▶ [Written exercise]
Copy every one of the items below word for word, and leave the pictures out of your answer.

▶ [Input]

—————

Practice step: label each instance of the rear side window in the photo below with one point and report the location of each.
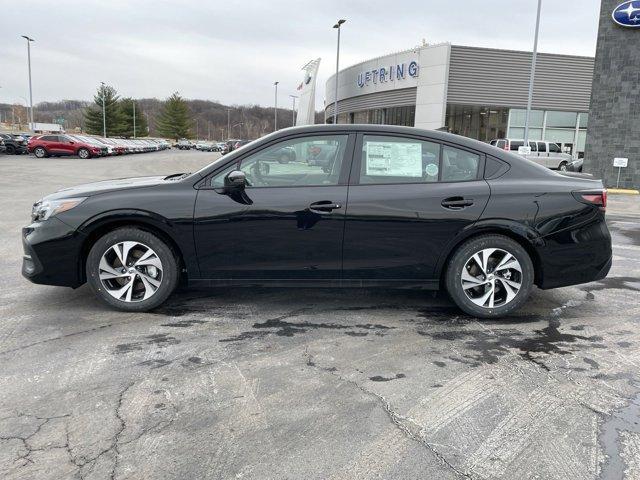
(387, 159)
(459, 165)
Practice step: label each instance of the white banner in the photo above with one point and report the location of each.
(307, 92)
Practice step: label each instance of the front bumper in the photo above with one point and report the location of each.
(52, 254)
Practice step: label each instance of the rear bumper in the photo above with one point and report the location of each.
(576, 256)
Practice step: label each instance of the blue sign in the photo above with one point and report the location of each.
(390, 74)
(627, 14)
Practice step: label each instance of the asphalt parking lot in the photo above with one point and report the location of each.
(313, 384)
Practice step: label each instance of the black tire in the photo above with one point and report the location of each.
(170, 268)
(463, 254)
(40, 152)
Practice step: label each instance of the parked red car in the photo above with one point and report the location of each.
(46, 145)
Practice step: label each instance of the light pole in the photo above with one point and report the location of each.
(531, 78)
(275, 109)
(29, 40)
(237, 125)
(104, 114)
(335, 106)
(293, 110)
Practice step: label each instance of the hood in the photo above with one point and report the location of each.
(89, 189)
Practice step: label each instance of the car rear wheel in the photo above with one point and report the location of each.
(132, 270)
(490, 276)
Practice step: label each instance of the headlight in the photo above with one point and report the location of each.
(44, 209)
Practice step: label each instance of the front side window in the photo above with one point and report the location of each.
(459, 165)
(515, 144)
(307, 161)
(554, 148)
(398, 160)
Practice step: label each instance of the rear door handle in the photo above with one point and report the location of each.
(324, 206)
(456, 203)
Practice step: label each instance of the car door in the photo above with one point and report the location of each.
(408, 199)
(286, 224)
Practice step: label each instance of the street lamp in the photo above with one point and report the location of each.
(275, 109)
(293, 110)
(134, 117)
(29, 40)
(531, 78)
(104, 114)
(335, 107)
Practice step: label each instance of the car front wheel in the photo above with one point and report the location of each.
(489, 276)
(132, 270)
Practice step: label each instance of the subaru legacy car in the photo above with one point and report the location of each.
(398, 207)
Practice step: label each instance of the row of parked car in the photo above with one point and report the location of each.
(86, 146)
(83, 146)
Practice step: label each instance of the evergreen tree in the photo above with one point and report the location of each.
(126, 110)
(174, 120)
(113, 113)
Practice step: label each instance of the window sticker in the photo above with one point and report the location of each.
(431, 170)
(394, 159)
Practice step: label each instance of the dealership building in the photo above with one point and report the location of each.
(476, 92)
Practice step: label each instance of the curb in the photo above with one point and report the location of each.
(622, 191)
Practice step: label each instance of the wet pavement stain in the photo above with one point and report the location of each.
(155, 363)
(489, 346)
(159, 340)
(379, 378)
(184, 323)
(626, 419)
(609, 283)
(281, 327)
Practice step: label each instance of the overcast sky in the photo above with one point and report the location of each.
(233, 51)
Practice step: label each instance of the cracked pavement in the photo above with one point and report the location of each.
(314, 384)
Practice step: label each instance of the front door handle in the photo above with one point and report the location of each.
(456, 203)
(324, 206)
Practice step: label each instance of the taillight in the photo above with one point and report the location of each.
(596, 198)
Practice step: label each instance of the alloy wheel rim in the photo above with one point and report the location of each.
(491, 278)
(130, 271)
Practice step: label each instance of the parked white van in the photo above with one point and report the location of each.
(547, 154)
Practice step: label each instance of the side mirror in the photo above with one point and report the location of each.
(235, 180)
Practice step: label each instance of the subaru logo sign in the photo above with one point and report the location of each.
(627, 14)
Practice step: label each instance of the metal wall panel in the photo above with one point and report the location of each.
(390, 98)
(482, 76)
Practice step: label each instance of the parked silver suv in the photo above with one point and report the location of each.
(547, 154)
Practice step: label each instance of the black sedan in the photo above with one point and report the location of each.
(398, 207)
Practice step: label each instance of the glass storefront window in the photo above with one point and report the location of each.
(560, 135)
(518, 118)
(561, 119)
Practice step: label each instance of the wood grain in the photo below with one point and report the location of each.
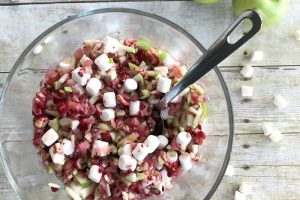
(206, 23)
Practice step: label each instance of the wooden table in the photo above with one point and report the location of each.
(273, 169)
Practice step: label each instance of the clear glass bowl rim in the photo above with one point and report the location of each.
(124, 10)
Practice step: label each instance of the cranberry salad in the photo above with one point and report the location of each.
(94, 126)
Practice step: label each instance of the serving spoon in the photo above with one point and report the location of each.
(217, 52)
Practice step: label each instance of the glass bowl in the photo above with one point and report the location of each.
(19, 157)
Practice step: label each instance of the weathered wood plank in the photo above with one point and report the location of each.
(206, 23)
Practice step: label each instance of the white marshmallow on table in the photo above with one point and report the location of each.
(101, 148)
(245, 188)
(94, 174)
(276, 136)
(107, 114)
(38, 49)
(163, 141)
(109, 99)
(186, 162)
(67, 147)
(103, 62)
(127, 163)
(164, 84)
(74, 124)
(297, 35)
(134, 107)
(165, 114)
(111, 45)
(57, 158)
(125, 150)
(162, 70)
(140, 151)
(280, 102)
(169, 61)
(183, 139)
(152, 143)
(79, 88)
(257, 55)
(239, 196)
(172, 156)
(229, 171)
(63, 78)
(178, 98)
(93, 86)
(49, 137)
(130, 85)
(247, 71)
(81, 80)
(247, 91)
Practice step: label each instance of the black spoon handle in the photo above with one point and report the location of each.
(220, 50)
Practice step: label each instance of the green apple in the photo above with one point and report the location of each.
(206, 1)
(271, 11)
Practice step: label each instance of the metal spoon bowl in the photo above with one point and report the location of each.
(217, 52)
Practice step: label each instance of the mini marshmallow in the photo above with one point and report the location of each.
(257, 55)
(74, 124)
(247, 91)
(140, 151)
(152, 143)
(109, 99)
(186, 161)
(125, 150)
(297, 35)
(183, 139)
(38, 49)
(239, 196)
(93, 87)
(101, 148)
(172, 156)
(134, 107)
(247, 71)
(57, 158)
(67, 147)
(81, 80)
(280, 102)
(49, 137)
(127, 163)
(169, 61)
(163, 141)
(276, 136)
(107, 114)
(111, 45)
(245, 188)
(130, 85)
(165, 114)
(94, 174)
(79, 88)
(164, 84)
(162, 70)
(103, 62)
(229, 171)
(178, 98)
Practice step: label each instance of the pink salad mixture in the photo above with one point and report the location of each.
(94, 125)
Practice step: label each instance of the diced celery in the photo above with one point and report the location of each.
(83, 181)
(56, 85)
(162, 55)
(68, 89)
(143, 43)
(146, 93)
(140, 176)
(54, 123)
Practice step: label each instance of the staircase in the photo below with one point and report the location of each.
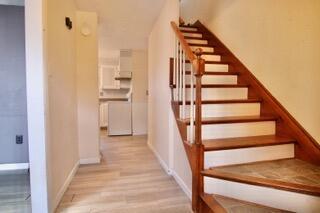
(246, 152)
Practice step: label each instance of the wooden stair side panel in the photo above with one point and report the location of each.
(307, 148)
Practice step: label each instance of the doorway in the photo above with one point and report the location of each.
(14, 154)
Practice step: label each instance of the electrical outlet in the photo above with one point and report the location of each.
(19, 139)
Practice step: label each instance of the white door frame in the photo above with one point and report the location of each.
(36, 103)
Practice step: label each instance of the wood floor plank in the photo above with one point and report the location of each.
(129, 179)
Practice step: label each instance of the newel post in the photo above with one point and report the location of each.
(197, 180)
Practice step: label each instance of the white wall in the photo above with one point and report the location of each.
(139, 92)
(164, 138)
(62, 97)
(278, 41)
(87, 88)
(13, 100)
(37, 105)
(160, 49)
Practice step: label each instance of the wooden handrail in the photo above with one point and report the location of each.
(197, 149)
(186, 48)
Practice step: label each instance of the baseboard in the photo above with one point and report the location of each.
(65, 186)
(162, 163)
(85, 161)
(182, 184)
(14, 166)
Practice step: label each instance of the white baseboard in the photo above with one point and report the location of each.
(182, 184)
(170, 172)
(14, 166)
(162, 163)
(85, 161)
(65, 186)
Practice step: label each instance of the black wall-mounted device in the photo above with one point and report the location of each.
(68, 23)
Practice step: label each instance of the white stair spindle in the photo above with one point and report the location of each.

—————

▶ [Answer to this problem]
Practice step: label each instance of the rear side window in the photo below with one point and report the location of each.
(387, 159)
(459, 165)
Practice step: label each instance of the white banner in the photo above with one point and report the location of each.
(307, 92)
Practice step: label each instance of the front bumper in the photo above with one point and report the location of each.
(52, 254)
Practice step: label each instance of the rear bumper in the photo above with one point and report the location of each.
(576, 256)
Practice step: label each instance of the blue sign in the photo above with one point and report the location of each.
(390, 74)
(627, 14)
Practice step: label each instance of the asphalt parking lot in the photo above with one point and report the location of each.
(313, 384)
Practice step: label each instance of the black tire in the photo above with one point and report the location of each.
(170, 268)
(463, 254)
(40, 152)
Practice step: label each instance of the parked red car in the photo above with one point and report the location of each.
(46, 145)
Practice step: label each instance of the light pole in the photo above with one point and report the location of each.
(531, 78)
(275, 109)
(29, 40)
(237, 125)
(104, 114)
(335, 106)
(293, 110)
Practice step: label each instance of the hood in the photo above with one point and report the location of each.
(89, 189)
Practice step: label each instance of the car rear wheel in the photo above with one point and report the location of each.
(132, 270)
(490, 276)
Practice step: label each instance of the headlight in the photo above with one point and report the location of each.
(44, 209)
Practice step: label each instance of the front side window in the photo above with one point and report the location of each.
(459, 165)
(515, 144)
(307, 161)
(554, 148)
(398, 160)
Practice step: label each instance of the rear door handle in the photo above with one point and report the location of each.
(324, 206)
(456, 203)
Practice step: label each instance of the car door in the photo above with one point and report the location of each.
(408, 199)
(286, 224)
Practice step: label each instance of the street lamp in the photo above with one point and report the location of each.
(275, 109)
(293, 110)
(134, 117)
(29, 40)
(531, 78)
(104, 114)
(335, 107)
Practice step: label each instance of the car front wheel in the photo above with one point and report the location of each.
(489, 276)
(132, 270)
Practice step: label each instance of the subaru legacy car in the photo above with one point and report the location of each.
(398, 207)
Practice step: label each instance of the row of parked car in the photo above with one point and report the location of each.
(86, 146)
(83, 146)
Practice step: label each instance of the evergreen tree in the photo above with one point and report the location of each.
(126, 110)
(174, 120)
(113, 113)
Practice step: label each instance of the window sticker in the photo above with one point and report the location of each.
(431, 170)
(394, 159)
Practice step: label each instance of the dealership building in the photo above with one point and report the location of each.
(476, 92)
Practice step: label each instance of the curb in the photo above with one point and report the location of each.
(622, 191)
Practice step: label each instance of the wet pavement stain in the photo above with one point and report the location of each.
(155, 363)
(489, 346)
(159, 340)
(379, 378)
(184, 323)
(626, 419)
(609, 283)
(281, 327)
Practice step: label each instance of the overcast sky in the photo above with one point and report the location of each.
(233, 51)
Practice step: label each instance of the cracked pavement in the photo above with one point and report the location of each.
(314, 384)
Practice step: label each instance of the front door handle in the photo above with one point and report the location of each.
(456, 203)
(324, 206)
Practice step: label each instance of the taillight in the photo above with one point and report the location of each.
(596, 198)
Practice step: label each instance of the alloy wheel rim in the photo above with one point and report the location of each.
(491, 278)
(130, 271)
Practice step: label each instance of the parked white van in the photo above with one point and report the location of each.
(547, 154)
Practice step: label each instance of the side mirror in the photo above with one point and report the location of each.
(235, 180)
Practice step: label each instance of the subaru logo sign in the photo above with one point and report the location of each.
(627, 14)
Practice step: label each instance of the metal wall panel in the photo above with one point and report the location of each.
(390, 98)
(482, 76)
Practice step: label each instance of the parked silver suv in the photo above with one point and report the location of each.
(547, 154)
Practice step: label each instance of the black sedan in the photo above with one point and report the location of each.
(398, 207)
Practice step: label each instance of the glass storefront window in the photo above with one point and report the location of each.
(560, 135)
(518, 118)
(561, 119)
Practice step: label each instance of the wood grain in the photo below with one point and report the location of each.
(206, 23)
Practice step: label each instance of the wooden table in the photo above with one point and report the location of each.
(273, 169)
Practice step: label each instance of the clear glass bowl rim in the photo above with one point and report the location of each.
(124, 10)
Practice step: label each instance of the cranberry salad in the photo above with one point and report the location of each.
(94, 126)
Practice step: label each instance of the serving spoon in the photo above with one point and report the location of each.
(217, 52)
Practice step: label each instance of the glass bowl in the photo above with one point and report the location of each.
(19, 157)
Practice step: label each instance of the weathered wood plank in the photo above with one point and report the location of each.
(206, 23)
Practice step: label each instance of the white marshmallow on table in the photo above with one point and report the location of each.
(101, 148)
(245, 188)
(94, 174)
(276, 136)
(107, 114)
(38, 49)
(163, 141)
(109, 99)
(186, 162)
(67, 147)
(103, 62)
(127, 163)
(164, 84)
(74, 124)
(297, 35)
(134, 107)
(165, 114)
(111, 45)
(57, 158)
(125, 150)
(162, 70)
(140, 151)
(280, 102)
(169, 61)
(183, 139)
(152, 143)
(79, 88)
(257, 55)
(239, 196)
(172, 156)
(229, 171)
(63, 78)
(178, 98)
(93, 86)
(49, 137)
(130, 85)
(247, 71)
(81, 80)
(247, 91)
Practice step: label each instance of the black spoon handle in the photo above with one point and report the location of each.
(220, 50)
Practice step: label each instance of the green apple in the photo above with one point and report the location of each.
(206, 1)
(271, 11)
Practice step: label each instance of the metal spoon bowl in the photo above with one point and report the location of each.
(217, 52)
Practice step: label each instance of the mini marshmallow in the photo above with one point and report the location of each.
(257, 55)
(74, 124)
(247, 91)
(140, 151)
(152, 143)
(109, 99)
(186, 161)
(125, 150)
(297, 35)
(183, 139)
(38, 49)
(239, 196)
(93, 87)
(101, 148)
(172, 156)
(134, 107)
(247, 71)
(57, 158)
(67, 147)
(81, 80)
(280, 102)
(49, 137)
(127, 163)
(169, 61)
(163, 141)
(276, 136)
(107, 114)
(111, 45)
(245, 188)
(130, 85)
(165, 114)
(94, 174)
(79, 88)
(164, 84)
(162, 70)
(103, 62)
(229, 171)
(178, 98)
Practice step: label each instance of the pink salad mixture in the photo above with one point and report the location of each.
(94, 125)
Practice step: label each instance of the diced celery in the photo above with one point and report the location of each.
(83, 181)
(56, 85)
(162, 55)
(68, 89)
(143, 43)
(146, 93)
(140, 176)
(54, 123)
Practice step: label each instance of the staircase in the photo below with one point and report the location of each.
(246, 152)
Practice step: label each instance of the wooden stair side panel in the photo above with one point and report the location of each.
(307, 148)
Practice step: label each instance of the doorway in the photo above with one point and report the location of each.
(14, 154)
Practice step: label each instance of the electrical outlet in the photo above with one point and report the location of each.
(19, 139)
Practice step: label each instance of the white door frame in the photo above with one point and report the location of each.
(36, 103)
Practice step: label each instance of the wood floor plank in the photo above with one point and report the location of each.
(129, 179)
Practice step: label each instance of the newel post in the photo above with one point and report the location of each.
(197, 180)
Practice step: label each instance of the white wall in the photo above with one point and report the location of each.
(139, 92)
(164, 138)
(62, 97)
(278, 41)
(87, 88)
(13, 100)
(37, 105)
(160, 49)
Practice step: label each instance of the wooden handrail in the photo above with one point and report the location of each.
(197, 149)
(186, 48)
Practice step: label each instance of the baseboard in the photo above with one point and report the location of each.
(65, 186)
(162, 163)
(85, 161)
(182, 184)
(14, 166)
Practice step: label each instance of the white baseboard in the photo above with one point and report the location of each.
(182, 184)
(170, 172)
(14, 166)
(162, 163)
(85, 161)
(65, 186)
Practice step: label each instance of the black wall-mounted device in the photo above with one point and report the location of each.
(68, 23)
Practice step: label each instance of the white stair spindle in the photo above with one point and report the location of each.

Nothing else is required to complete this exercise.